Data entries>
- - - - -

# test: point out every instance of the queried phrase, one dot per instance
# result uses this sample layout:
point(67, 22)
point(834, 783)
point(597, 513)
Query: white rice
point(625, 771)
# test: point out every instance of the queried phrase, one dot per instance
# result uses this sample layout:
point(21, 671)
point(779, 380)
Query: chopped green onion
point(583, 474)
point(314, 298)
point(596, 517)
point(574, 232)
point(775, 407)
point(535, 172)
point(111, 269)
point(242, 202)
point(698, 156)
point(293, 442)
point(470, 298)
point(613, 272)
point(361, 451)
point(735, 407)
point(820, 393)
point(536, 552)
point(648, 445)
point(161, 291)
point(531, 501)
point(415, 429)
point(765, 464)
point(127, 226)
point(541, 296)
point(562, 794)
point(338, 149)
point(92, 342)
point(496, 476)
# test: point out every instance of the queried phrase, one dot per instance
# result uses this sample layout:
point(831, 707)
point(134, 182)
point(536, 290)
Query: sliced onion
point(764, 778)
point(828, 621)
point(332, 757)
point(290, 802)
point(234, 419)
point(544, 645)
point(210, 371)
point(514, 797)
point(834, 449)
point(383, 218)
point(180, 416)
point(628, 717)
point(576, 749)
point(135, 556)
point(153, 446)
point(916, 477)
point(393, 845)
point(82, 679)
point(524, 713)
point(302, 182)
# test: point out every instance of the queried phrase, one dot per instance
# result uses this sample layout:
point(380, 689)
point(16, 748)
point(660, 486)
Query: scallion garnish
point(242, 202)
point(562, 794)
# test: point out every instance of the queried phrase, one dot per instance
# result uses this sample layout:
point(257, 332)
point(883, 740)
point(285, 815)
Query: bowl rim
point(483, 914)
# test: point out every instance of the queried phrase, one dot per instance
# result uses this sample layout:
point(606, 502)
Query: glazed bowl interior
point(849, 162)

- - - - -

Stated goal>
Rewrite each line of the material above as a Markdown table with the columns "n" and "Line", numbering the rows in order and omitting any blank lines.

Completed exercise>
| n | Line |
|---|---|
| 1 | # test: point out every instance of the queried phrase, one dot per instance |
| 2 | # result uses this sample layout: |
| 3 | point(67, 22) |
| 4 | point(834, 783) |
| 5 | point(597, 513) |
| 6 | Query: white rice |
| 7 | point(625, 771) |
| 8 | # test: point out every instance of the queried phrase, one dot per instance |
| 9 | # result uses this sample layout: |
| 10 | point(21, 671) |
| 11 | point(779, 380) |
| 12 | Query: chopped green onion |
| 13 | point(583, 474) |
| 14 | point(314, 298) |
| 15 | point(596, 517) |
| 16 | point(574, 232) |
| 17 | point(775, 407) |
| 18 | point(535, 172) |
| 19 | point(111, 269) |
| 20 | point(242, 202) |
| 21 | point(698, 156) |
| 22 | point(293, 442) |
| 23 | point(470, 298) |
| 24 | point(613, 272) |
| 25 | point(361, 451) |
| 26 | point(735, 407) |
| 27 | point(820, 393) |
| 28 | point(536, 552) |
| 29 | point(648, 445) |
| 30 | point(161, 291) |
| 31 | point(531, 501) |
| 32 | point(415, 429) |
| 33 | point(765, 464) |
| 34 | point(127, 226) |
| 35 | point(541, 296) |
| 36 | point(562, 794) |
| 37 | point(338, 149) |
| 38 | point(92, 342) |
| 39 | point(496, 476) |
| 40 | # test: point out every instance of the queried phrase, one dot per instance |
| 41 | # result uses this sample layout: |
| 42 | point(831, 707) |
| 43 | point(134, 182) |
| 44 | point(536, 290) |
| 45 | Query: sliced onion |
| 46 | point(764, 778) |
| 47 | point(828, 621) |
| 48 | point(332, 757) |
| 49 | point(290, 802) |
| 50 | point(234, 419) |
| 51 | point(544, 645) |
| 52 | point(210, 371) |
| 53 | point(514, 797) |
| 54 | point(834, 449) |
| 55 | point(383, 218) |
| 56 | point(180, 416) |
| 57 | point(628, 717) |
| 58 | point(576, 749) |
| 59 | point(135, 556) |
| 60 | point(153, 446) |
| 61 | point(916, 477) |
| 62 | point(393, 845) |
| 63 | point(82, 679) |
| 64 | point(524, 713) |
| 65 | point(302, 182) |
| 66 | # test: point out every instance of the queried phrase, one dot per instance |
| 67 | # result uses this sample layout: |
| 68 | point(380, 689) |
| 69 | point(16, 748) |
| 70 | point(660, 486) |
| 71 | Query: scallion garnish |
| 72 | point(242, 202) |
| 73 | point(562, 794) |
| 74 | # test: point out every instance of the queried phrase, one dot per instance |
| 75 | # result uses this sample layout: |
| 76 | point(257, 332) |
| 77 | point(883, 740) |
| 78 | point(285, 815) |
| 79 | Query: bowl rim |
| 80 | point(483, 914) |
| 81 | # test: point out every instance of the queried phrase, one dot per instance |
| 82 | # result uses this sample layout: |
| 83 | point(606, 502) |
| 84 | Query: glazed bowl interior |
| 85 | point(849, 162) |